Eva Harut

Eva Harut

Eva Harut lives and works in Germany. As a journalist reporting for Armenia’s GALA TV, Eva has a way with words. Burdened by the story of her great-grandmother Hripsime’s survival in the Armenian Genocide for so many years, Eva finally decided to write it down to mark the 100th Armenian Genocide Remembrance Day. In September of 2015 she published a book titled “One Week in the Rug,” based on her grandmother’s accounts. Her true calling, however, is art.
Having graduated from the State Academy of Fine Arts in Yerevan with a distinction, Eva Harut is currently doing her postgraduate studies at the Academy of Fine Arts in Dresden. Alongside her studies she gives lectures and organizes a range of projects with renowned artists. Before moving to Germany Eva spent four years at the Fine Art Academy in Gyumri, Armenia. It was in her home town of Gyumri in 2011 that she came up with the idea for her first big art project, titled “Metamorphoses.” “Life in Gyumri is not easy. Many people – and women in particular – complain about their situation while appearing incapable of doing anything to change it,” Eva says. “The project is my way of showing how other women succeeded in turning their lives around by overcoming problems and obstacles.” Eva Harut was one of the first artists to raise the issue of the status of women in Armenian society.

* _Dataset extract_:
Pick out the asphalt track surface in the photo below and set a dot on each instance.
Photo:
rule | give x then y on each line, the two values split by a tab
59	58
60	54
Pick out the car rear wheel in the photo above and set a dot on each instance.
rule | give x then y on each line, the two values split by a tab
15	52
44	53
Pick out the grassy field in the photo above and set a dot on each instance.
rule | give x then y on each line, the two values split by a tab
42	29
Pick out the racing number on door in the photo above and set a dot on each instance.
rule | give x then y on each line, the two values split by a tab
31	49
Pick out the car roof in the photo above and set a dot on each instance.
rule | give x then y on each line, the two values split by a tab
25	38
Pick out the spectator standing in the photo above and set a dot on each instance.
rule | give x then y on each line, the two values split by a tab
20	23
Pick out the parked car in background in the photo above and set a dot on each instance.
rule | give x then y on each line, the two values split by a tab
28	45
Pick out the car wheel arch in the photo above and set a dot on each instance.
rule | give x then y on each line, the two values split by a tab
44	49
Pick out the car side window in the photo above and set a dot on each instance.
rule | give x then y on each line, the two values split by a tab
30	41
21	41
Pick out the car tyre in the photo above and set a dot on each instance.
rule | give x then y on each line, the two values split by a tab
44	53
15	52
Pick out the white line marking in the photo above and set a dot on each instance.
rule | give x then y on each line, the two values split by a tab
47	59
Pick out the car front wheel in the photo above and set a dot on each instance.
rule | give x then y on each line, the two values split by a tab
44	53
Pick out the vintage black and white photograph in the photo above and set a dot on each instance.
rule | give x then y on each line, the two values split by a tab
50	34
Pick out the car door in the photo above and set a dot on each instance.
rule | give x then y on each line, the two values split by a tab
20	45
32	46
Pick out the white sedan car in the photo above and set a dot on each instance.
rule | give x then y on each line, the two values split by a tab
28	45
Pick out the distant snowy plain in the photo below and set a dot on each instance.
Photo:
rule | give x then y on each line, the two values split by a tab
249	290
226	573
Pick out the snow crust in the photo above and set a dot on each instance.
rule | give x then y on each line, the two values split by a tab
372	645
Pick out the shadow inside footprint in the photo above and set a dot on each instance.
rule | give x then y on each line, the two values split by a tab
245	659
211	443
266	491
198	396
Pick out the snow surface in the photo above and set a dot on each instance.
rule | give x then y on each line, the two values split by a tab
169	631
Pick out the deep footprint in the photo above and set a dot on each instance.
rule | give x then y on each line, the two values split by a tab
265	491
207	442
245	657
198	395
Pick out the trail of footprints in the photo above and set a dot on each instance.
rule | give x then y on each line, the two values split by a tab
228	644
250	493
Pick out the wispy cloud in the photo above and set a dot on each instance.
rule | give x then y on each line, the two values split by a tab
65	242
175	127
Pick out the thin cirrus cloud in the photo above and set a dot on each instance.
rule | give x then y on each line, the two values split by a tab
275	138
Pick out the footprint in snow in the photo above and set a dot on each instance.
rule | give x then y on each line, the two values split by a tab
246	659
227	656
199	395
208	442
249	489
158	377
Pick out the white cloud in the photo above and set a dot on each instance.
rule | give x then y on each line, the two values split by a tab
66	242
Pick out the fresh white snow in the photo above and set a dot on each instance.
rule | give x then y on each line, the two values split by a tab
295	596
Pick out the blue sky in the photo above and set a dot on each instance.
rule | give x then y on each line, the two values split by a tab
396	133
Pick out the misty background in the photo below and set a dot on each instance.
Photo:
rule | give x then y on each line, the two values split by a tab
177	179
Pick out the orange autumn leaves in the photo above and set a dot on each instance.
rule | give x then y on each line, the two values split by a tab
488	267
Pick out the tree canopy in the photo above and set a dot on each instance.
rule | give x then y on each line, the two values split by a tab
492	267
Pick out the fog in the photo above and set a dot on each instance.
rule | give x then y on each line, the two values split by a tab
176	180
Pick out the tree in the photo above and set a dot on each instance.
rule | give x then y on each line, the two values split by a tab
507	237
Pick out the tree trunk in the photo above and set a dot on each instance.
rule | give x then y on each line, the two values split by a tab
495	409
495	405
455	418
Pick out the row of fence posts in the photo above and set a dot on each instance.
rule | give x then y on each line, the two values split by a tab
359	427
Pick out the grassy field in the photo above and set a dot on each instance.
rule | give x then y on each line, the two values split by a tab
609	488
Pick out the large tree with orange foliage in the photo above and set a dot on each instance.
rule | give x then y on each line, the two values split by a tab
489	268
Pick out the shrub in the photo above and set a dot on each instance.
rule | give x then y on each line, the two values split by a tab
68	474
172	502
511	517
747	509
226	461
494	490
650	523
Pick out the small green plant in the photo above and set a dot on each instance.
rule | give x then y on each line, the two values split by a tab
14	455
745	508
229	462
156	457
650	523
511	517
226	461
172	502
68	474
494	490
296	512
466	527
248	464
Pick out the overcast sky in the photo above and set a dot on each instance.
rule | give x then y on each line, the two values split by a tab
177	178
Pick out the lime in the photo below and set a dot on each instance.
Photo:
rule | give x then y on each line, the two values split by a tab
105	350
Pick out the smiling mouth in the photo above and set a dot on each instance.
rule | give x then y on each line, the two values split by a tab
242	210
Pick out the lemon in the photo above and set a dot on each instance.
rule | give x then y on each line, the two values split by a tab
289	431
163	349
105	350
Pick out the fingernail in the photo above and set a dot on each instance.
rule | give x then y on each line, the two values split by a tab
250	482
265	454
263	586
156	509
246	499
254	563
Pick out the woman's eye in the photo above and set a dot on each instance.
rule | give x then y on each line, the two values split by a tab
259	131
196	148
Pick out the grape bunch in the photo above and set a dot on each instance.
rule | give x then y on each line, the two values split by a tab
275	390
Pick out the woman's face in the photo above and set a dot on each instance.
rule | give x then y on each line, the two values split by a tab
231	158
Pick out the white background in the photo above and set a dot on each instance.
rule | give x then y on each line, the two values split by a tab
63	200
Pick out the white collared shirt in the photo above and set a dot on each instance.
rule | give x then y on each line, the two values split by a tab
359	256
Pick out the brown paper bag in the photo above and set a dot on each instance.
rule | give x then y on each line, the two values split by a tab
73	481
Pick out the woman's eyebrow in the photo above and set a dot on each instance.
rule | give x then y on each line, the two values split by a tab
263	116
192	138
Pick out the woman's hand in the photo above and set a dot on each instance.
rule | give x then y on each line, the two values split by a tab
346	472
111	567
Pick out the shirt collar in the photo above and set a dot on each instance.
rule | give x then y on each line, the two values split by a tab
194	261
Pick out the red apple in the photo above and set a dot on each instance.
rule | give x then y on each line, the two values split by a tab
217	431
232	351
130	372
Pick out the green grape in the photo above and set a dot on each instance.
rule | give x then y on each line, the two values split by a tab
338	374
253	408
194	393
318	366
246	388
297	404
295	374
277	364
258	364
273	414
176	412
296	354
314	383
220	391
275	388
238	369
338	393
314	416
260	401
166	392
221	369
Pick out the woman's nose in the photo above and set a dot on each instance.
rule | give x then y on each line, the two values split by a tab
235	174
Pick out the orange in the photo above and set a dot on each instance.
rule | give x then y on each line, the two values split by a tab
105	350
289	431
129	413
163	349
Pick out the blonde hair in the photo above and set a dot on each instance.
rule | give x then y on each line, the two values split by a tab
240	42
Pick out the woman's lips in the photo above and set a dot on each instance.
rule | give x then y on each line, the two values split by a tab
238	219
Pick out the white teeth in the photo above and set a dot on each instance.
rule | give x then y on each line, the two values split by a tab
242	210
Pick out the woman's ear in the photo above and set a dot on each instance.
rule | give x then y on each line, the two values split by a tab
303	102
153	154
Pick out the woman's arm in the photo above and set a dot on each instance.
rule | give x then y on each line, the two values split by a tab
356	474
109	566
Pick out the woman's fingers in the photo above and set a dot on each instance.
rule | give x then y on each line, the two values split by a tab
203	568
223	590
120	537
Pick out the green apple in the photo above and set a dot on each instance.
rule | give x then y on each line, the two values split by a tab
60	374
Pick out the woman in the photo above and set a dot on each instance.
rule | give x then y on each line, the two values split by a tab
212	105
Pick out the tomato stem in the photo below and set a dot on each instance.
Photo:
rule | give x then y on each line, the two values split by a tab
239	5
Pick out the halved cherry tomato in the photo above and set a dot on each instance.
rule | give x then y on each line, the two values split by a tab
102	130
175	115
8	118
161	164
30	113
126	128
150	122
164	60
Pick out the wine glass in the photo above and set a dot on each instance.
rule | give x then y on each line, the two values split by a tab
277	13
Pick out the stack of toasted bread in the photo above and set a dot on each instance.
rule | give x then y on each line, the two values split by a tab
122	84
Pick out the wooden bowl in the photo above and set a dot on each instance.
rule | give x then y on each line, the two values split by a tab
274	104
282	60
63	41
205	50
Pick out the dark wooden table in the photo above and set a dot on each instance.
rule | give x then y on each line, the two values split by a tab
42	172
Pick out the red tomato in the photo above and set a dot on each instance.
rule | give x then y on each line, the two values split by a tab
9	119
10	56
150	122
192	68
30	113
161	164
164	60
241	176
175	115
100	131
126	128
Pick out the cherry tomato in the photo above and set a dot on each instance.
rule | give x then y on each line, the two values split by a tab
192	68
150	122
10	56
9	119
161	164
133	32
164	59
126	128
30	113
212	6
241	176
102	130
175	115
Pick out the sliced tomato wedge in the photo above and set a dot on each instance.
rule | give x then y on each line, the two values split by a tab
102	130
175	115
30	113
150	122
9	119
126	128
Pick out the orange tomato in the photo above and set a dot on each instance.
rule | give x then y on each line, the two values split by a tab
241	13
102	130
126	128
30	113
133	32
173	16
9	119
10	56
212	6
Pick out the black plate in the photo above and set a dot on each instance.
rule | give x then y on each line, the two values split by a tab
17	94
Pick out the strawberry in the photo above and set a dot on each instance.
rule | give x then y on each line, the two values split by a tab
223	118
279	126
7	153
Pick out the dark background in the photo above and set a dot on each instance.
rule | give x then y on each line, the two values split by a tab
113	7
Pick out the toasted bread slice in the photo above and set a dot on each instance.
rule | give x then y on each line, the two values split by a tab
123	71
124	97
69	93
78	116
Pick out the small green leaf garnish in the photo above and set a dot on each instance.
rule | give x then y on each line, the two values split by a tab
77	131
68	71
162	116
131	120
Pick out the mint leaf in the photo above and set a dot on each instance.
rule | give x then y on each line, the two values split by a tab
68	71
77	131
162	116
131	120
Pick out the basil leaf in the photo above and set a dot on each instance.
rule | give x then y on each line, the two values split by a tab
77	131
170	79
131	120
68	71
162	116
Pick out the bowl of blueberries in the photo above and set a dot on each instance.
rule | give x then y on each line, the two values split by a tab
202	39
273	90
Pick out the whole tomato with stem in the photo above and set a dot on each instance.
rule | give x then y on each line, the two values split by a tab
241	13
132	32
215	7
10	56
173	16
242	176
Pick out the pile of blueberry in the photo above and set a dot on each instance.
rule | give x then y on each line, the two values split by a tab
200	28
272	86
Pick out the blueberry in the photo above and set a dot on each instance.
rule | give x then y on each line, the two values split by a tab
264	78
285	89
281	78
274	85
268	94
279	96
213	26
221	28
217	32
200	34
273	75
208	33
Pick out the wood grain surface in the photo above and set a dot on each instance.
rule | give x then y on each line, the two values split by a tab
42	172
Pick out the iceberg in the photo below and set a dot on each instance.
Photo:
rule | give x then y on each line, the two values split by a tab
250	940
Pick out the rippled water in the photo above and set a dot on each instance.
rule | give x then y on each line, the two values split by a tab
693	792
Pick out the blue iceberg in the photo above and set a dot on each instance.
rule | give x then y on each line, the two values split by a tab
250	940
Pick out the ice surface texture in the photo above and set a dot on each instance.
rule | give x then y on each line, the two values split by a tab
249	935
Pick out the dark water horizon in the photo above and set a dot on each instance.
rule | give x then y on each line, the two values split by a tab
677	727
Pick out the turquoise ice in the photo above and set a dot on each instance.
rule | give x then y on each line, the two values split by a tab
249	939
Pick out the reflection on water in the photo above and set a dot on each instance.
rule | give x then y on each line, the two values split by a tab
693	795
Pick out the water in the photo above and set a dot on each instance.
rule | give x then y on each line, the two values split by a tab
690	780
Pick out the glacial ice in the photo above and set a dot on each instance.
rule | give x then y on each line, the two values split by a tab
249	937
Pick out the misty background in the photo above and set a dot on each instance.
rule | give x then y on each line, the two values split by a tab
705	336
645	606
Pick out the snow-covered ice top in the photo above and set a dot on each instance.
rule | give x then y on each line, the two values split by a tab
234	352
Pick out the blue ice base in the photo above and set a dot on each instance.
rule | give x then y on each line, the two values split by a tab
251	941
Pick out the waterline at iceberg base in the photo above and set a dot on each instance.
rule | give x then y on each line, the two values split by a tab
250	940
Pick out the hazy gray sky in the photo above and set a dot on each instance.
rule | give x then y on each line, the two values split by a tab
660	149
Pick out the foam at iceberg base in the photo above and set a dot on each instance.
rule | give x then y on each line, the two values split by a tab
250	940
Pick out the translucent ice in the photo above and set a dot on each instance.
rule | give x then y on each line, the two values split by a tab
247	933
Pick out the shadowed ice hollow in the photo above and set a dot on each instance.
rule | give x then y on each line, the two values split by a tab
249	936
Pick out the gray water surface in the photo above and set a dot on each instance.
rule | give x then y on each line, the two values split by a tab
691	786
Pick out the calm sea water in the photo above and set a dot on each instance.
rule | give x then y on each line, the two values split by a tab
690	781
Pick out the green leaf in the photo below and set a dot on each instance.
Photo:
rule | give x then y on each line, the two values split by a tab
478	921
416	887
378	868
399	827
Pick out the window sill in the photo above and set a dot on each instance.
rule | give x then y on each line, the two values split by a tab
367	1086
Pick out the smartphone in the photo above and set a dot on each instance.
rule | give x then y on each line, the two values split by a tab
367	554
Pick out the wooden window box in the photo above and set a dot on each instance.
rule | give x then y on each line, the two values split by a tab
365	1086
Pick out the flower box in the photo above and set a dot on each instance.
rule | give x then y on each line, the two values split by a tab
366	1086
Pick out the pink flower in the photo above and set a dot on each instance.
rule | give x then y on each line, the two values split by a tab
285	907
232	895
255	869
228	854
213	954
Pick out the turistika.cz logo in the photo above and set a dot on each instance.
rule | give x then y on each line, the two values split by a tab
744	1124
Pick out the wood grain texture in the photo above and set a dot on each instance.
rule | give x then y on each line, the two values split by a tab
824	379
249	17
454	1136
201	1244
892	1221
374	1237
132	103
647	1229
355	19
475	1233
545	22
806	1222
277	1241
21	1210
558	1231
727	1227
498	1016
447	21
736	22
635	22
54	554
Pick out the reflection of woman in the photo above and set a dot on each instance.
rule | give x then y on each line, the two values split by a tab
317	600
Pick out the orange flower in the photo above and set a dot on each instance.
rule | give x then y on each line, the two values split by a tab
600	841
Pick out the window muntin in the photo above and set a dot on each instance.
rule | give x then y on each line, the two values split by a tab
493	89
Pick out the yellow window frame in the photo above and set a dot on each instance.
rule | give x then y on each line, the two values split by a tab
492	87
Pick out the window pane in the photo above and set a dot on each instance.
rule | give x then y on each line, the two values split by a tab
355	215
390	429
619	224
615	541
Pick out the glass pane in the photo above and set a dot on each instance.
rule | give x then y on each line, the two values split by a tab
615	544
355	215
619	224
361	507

* _Instructions to follow_:
Reproduce the passage of the text on Eva Harut between "Eva Harut lives" and "however, is art.", inclusive, substituting "correspondent" for "journalist".

* _Final result_:
Eva Harut lives and works in Germany. As a correspondent reporting for Armenia’s GALA TV, Eva has a way with words. Burdened by the story of her great-grandmother Hripsime’s survival in the Armenian Genocide for so many years, Eva finally decided to write it down to mark the 100th Armenian Genocide Remembrance Day. In September of 2015 she published a book titled “One Week in the Rug,” based on her grandmother’s accounts. Her true calling, however, is art.